REQUIRED ACTION: Provide the records once more, identical to the original.

(Saved entries)
>>>

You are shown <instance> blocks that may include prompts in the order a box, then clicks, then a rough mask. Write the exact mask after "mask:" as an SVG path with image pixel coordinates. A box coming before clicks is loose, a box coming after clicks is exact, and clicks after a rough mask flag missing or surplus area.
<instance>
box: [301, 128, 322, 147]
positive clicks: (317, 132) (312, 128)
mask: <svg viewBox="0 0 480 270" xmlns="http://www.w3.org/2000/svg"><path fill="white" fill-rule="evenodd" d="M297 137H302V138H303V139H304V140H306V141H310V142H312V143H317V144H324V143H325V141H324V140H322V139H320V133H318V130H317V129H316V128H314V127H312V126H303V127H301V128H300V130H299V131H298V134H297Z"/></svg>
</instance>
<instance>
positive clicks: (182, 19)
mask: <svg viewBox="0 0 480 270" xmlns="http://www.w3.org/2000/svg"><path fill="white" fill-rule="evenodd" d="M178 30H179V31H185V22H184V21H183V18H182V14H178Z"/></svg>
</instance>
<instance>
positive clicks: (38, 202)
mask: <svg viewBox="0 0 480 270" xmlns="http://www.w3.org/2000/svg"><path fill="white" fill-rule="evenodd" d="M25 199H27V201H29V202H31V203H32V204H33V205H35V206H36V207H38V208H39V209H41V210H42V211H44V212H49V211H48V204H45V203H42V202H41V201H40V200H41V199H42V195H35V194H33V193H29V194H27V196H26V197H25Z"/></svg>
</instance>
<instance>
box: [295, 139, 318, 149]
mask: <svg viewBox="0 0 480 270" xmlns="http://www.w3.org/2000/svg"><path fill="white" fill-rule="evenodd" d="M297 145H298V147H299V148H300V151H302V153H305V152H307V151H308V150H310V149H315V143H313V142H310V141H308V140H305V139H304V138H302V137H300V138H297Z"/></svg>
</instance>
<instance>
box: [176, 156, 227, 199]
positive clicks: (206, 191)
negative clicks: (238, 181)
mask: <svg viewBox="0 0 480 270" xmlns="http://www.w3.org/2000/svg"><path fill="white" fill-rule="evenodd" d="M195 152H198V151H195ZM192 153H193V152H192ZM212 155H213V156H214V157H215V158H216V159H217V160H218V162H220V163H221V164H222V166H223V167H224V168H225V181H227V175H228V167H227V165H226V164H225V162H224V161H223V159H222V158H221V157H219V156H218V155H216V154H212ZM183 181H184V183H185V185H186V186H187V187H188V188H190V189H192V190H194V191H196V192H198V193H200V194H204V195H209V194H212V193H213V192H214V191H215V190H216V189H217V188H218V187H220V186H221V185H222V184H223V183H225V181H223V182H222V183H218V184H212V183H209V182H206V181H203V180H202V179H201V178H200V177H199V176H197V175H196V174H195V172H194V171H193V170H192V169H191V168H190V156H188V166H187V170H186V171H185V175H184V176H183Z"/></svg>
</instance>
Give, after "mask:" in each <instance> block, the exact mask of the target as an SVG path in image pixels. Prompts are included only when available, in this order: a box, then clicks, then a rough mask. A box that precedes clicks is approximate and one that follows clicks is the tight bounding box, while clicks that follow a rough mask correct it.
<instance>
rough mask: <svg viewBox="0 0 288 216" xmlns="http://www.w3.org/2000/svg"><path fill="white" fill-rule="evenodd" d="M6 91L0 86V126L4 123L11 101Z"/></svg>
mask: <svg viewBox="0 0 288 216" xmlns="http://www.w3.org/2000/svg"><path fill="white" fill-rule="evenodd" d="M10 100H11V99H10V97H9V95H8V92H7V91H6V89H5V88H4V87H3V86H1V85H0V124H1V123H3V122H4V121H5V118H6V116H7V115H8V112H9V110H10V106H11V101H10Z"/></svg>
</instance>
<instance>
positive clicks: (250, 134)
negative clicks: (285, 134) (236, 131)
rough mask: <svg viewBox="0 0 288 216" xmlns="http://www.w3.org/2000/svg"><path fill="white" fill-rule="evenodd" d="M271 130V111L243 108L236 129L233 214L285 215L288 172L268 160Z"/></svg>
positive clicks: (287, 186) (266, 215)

<<<

OUTPUT OF THE EXERCISE:
You are shown <instance> blocks that may include prompts in the order a box, then clicks, then a rough mask. Write the exact mask after "mask:" as an SVG path with image pixel coordinates. A box coming before clicks is loose, a box coming after clicks is exact, and clicks after a rough mask flag missing or surplus area.
<instance>
box: [301, 128, 322, 147]
positive clicks: (317, 132) (312, 128)
mask: <svg viewBox="0 0 480 270" xmlns="http://www.w3.org/2000/svg"><path fill="white" fill-rule="evenodd" d="M297 137H302V138H303V139H304V140H306V141H310V142H312V143H317V144H324V143H325V141H324V140H322V139H320V133H318V130H317V129H316V128H314V127H312V126H303V127H301V128H300V130H299V131H298V134H297Z"/></svg>
</instance>
<instance>
positive clicks: (182, 19)
mask: <svg viewBox="0 0 480 270" xmlns="http://www.w3.org/2000/svg"><path fill="white" fill-rule="evenodd" d="M178 30H179V31H185V22H184V21H183V18H182V14H178Z"/></svg>
</instance>
<instance>
positive clicks: (38, 202)
mask: <svg viewBox="0 0 480 270" xmlns="http://www.w3.org/2000/svg"><path fill="white" fill-rule="evenodd" d="M25 199H27V201H29V202H31V203H32V204H33V205H35V206H36V207H38V208H39V209H41V210H42V211H44V212H49V211H48V204H45V203H42V202H41V201H40V200H41V199H42V195H35V194H33V193H29V194H27V196H26V197H25Z"/></svg>
</instance>
<instance>
box: [295, 139, 318, 149]
mask: <svg viewBox="0 0 480 270" xmlns="http://www.w3.org/2000/svg"><path fill="white" fill-rule="evenodd" d="M297 145H298V147H299V148H300V151H302V153H305V152H307V151H308V150H310V149H315V143H313V142H310V141H308V140H305V139H304V138H302V137H300V138H297Z"/></svg>
</instance>
<instance>
box: [176, 156, 227, 199]
positive clicks: (206, 191)
negative clicks: (238, 181)
mask: <svg viewBox="0 0 480 270" xmlns="http://www.w3.org/2000/svg"><path fill="white" fill-rule="evenodd" d="M195 152H198V151H195ZM192 153H193V152H192ZM212 155H213V156H214V157H215V158H216V159H217V160H218V162H220V163H221V164H222V166H223V167H224V168H225V181H227V175H228V167H227V165H226V164H225V162H224V161H223V159H222V158H221V157H219V156H218V155H216V154H212ZM183 181H184V183H185V185H186V186H187V187H188V188H190V189H192V190H194V191H196V192H198V193H200V194H204V195H209V194H212V193H213V192H214V191H215V190H216V189H217V188H218V187H220V186H221V185H222V184H223V183H225V181H223V182H222V183H218V184H212V183H209V182H206V181H203V180H202V179H201V178H200V177H199V176H197V175H196V174H195V172H194V171H193V170H192V169H191V168H190V156H188V166H187V170H186V171H185V175H184V176H183Z"/></svg>
</instance>
Give, after "mask:" in each <instance> block, the exact mask of the target as an SVG path in image pixels. Prompts are included only when available, in this order: a box, then clicks, then a rough mask. A box that precedes clicks is approximate and one that follows clicks is the tight bounding box, while clicks that follow a rough mask correct it.
<instance>
rough mask: <svg viewBox="0 0 288 216" xmlns="http://www.w3.org/2000/svg"><path fill="white" fill-rule="evenodd" d="M6 91L0 86V126L4 123L11 101Z"/></svg>
mask: <svg viewBox="0 0 288 216" xmlns="http://www.w3.org/2000/svg"><path fill="white" fill-rule="evenodd" d="M10 100H11V99H10V97H9V95H8V92H7V91H6V89H5V88H4V87H3V86H1V85H0V124H1V123H3V122H4V121H5V118H6V116H7V115H8V112H9V110H10V106H11V101H10Z"/></svg>
</instance>
<instance>
positive clicks: (250, 134)
negative clicks: (285, 134) (236, 131)
rough mask: <svg viewBox="0 0 288 216" xmlns="http://www.w3.org/2000/svg"><path fill="white" fill-rule="evenodd" d="M271 130V111L243 108L236 129L233 214L285 215L288 172L268 160Z"/></svg>
positive clicks: (287, 186) (266, 215)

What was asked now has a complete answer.